:: PASSAGE PROVIDED ::

My Mom was a very sweet lady.

She was full of stories. She was full of smiles. She was nice.

Now she is gone.

I MISS HER!

I MIss – looking for her sugar-free options in food.

I Miss – looking for her sugar-free cookies.

I Miss- the waiting to leave a restaurant while she talks to someone.

When we went somewhere, she would talk to anyone. People to her were not strangers, they were just friends she had not met yet.

I Miss- Her always saying, “Su-siee, where are you?”.

I Miss- washing dishes and not hearing her yell, “I thought you wanted to watch this TV show?”

Working in the yard is a little lonelier when I was so use to always stopping my work to check on her.

Yes, She was a sweet and generous woman.

She’d offer some of her tops or pants when I was looking for mine.

She would always offer me some of her coffee even though I take sugar in mine and she did not.

I already miss hearing her reciting all her Aunts and Uncles from both sides of the family.

She watched the forensic science shows, true crime shows, the news, Jimmy Fallon, and almost anything I watched.

:::
:: RECORDED INFORMATION ::

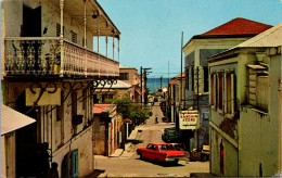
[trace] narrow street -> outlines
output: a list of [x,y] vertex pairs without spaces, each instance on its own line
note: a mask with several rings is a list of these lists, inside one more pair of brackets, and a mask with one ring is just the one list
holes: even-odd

:::

TASKS TO CARRY OUT:
**a.** Translate this sentence from the passage about missing Mom into Spanish: "She would always offer me some of her coffee even though I take sugar in mine and she did not."
**b.** Answer these questions using the passage about missing Mom:
(i) What did she offer when the writer was looking for their own clothes?
(ii) Whose names did she recite?
(iii) Which late-night host is named among the shows she watched?

OUTPUTS FOR THE TASKS:
**a.** Ella siempre me ofrecía un poco de su café, aunque yo le pongo azúcar al mío y ella no.

**b.**
(i) Some of her tops or pants.
(ii) All her Aunts and Uncles from both sides of the family.
(iii) Jimmy Fallon.